▶ **Exercise prompt**:
Transcribe only the lines of the listing below from the one holding "Where can you see the white lane" through the one holding "Where can you see the sidewalk?", inclusive, without any change.

▶ **Source records**:
------------

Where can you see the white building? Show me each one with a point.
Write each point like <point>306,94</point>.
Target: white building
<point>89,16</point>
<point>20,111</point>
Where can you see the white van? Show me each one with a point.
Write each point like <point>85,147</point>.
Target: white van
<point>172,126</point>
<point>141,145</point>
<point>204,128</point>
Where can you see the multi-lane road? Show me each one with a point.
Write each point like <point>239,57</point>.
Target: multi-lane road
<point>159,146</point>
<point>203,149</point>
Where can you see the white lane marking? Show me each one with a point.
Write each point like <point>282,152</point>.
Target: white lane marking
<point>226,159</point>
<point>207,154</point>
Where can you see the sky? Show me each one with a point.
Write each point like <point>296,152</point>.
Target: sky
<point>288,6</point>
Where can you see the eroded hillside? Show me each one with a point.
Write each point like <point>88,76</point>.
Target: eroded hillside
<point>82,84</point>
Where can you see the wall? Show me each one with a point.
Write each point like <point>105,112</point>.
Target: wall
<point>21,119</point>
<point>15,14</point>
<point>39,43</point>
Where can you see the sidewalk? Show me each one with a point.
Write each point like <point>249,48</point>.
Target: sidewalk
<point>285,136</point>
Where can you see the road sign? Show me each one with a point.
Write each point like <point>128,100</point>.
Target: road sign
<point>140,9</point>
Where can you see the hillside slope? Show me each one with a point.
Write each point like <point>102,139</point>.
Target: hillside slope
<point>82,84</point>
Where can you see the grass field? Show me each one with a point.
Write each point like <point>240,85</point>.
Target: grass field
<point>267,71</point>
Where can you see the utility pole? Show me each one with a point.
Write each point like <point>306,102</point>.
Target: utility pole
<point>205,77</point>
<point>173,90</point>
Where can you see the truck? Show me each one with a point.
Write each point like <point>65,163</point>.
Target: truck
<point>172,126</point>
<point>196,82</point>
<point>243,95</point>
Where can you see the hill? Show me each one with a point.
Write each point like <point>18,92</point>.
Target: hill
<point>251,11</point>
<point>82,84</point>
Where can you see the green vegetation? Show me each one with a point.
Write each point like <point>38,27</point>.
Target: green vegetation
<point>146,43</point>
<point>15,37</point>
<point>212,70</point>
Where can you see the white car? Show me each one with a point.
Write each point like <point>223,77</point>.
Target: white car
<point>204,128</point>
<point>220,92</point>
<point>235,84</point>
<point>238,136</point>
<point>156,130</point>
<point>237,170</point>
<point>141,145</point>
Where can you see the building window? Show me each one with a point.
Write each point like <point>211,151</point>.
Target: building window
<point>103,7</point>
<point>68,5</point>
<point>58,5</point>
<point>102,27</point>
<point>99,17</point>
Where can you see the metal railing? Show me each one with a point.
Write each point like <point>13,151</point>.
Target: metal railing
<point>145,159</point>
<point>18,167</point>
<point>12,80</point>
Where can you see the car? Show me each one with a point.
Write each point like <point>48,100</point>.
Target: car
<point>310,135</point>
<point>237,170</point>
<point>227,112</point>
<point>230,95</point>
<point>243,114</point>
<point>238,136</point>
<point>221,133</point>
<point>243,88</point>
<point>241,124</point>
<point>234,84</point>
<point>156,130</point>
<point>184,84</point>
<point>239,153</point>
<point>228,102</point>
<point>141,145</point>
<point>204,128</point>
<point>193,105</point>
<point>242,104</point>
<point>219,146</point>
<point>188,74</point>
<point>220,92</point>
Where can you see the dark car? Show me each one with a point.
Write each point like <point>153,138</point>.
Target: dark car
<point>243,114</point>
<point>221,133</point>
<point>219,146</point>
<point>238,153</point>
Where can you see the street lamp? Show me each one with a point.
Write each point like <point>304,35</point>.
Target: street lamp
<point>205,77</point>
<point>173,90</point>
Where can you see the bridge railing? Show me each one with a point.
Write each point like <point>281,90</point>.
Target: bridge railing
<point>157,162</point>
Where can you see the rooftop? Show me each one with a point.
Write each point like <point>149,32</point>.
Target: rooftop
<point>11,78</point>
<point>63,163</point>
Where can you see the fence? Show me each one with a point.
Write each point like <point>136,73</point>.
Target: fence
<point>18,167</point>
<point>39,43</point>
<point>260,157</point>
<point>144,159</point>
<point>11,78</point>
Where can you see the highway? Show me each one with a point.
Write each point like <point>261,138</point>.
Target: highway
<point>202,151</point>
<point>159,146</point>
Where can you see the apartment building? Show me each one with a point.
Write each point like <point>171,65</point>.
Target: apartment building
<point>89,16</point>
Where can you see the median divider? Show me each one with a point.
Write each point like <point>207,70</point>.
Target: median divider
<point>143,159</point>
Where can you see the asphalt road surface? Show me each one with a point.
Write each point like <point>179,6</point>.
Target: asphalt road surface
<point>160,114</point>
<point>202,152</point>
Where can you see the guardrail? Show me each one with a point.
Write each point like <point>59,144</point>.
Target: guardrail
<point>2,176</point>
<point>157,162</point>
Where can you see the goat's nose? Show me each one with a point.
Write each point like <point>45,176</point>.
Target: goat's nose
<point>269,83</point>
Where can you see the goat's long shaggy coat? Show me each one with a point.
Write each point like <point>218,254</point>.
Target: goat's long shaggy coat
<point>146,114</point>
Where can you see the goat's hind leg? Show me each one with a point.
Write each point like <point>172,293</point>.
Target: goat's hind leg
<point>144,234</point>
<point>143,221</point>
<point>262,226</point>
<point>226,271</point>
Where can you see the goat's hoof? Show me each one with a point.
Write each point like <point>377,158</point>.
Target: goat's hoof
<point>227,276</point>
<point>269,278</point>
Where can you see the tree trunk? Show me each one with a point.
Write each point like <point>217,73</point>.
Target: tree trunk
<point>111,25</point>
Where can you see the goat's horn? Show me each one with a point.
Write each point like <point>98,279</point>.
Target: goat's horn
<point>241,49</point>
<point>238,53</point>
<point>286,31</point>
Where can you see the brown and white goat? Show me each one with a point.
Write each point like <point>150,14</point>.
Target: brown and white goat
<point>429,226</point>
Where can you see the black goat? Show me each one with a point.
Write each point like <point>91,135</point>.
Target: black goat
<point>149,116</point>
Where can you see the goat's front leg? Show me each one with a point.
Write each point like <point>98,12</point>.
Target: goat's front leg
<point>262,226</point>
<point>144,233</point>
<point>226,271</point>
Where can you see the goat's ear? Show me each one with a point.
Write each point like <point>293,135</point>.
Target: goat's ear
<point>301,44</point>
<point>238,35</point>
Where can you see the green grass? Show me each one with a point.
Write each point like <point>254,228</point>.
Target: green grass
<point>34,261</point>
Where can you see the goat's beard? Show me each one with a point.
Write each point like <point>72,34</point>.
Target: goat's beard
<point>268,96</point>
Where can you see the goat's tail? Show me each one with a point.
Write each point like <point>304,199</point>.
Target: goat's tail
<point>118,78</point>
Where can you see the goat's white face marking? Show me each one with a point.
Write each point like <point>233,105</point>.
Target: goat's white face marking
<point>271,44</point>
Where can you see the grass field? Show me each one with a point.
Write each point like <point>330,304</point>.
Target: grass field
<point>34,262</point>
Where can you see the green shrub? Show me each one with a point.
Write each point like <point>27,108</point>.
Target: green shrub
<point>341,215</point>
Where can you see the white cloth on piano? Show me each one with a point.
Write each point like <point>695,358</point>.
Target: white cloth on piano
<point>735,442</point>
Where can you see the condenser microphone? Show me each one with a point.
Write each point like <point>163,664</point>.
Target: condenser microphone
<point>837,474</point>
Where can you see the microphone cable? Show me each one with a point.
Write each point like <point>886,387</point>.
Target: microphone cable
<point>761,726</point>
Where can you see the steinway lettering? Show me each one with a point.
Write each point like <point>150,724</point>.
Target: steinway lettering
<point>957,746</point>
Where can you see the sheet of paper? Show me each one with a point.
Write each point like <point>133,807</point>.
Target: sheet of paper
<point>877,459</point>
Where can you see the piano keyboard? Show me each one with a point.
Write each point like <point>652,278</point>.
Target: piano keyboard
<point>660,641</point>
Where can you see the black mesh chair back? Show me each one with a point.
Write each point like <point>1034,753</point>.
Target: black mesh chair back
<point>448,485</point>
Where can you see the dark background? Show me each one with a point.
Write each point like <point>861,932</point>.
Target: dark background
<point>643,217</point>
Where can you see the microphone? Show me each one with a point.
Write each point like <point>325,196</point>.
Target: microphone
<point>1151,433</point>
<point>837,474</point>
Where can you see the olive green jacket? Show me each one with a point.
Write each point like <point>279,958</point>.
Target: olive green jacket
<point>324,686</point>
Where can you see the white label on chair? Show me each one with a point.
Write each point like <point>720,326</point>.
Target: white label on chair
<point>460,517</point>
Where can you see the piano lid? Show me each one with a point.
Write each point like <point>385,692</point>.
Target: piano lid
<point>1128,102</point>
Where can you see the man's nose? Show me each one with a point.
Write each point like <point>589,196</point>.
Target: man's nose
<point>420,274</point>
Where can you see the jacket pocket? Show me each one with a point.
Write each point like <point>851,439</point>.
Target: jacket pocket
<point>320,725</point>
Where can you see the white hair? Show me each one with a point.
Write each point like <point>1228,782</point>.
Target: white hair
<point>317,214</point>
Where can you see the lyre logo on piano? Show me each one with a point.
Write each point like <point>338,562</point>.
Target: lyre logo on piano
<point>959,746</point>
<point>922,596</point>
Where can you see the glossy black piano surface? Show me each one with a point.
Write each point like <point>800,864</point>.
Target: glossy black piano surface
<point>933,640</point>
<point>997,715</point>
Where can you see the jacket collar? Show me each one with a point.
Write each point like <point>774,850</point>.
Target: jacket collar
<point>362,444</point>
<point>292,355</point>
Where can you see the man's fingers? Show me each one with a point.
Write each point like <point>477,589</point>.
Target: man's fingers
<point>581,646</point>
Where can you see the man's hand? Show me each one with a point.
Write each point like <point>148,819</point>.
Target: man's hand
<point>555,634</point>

------------

▶ **Exercise response**:
Where can you see the white lane marking? Show me each one with a point.
Write each point like <point>282,152</point>.
Target: white lane marking
<point>226,159</point>
<point>207,154</point>
Where can you see the sky? Show me each one with a point.
Write each point like <point>296,152</point>.
Target: sky
<point>288,6</point>
Where can you see the eroded hillside? Show me each one with a point.
Write each point like <point>88,76</point>.
Target: eroded hillside
<point>82,84</point>
Where can you see the wall? Show me each one with a point.
Write each point like <point>105,112</point>.
Target: wall
<point>21,119</point>
<point>15,14</point>
<point>39,43</point>
Where can you see the sidewalk? Show me each one with a point.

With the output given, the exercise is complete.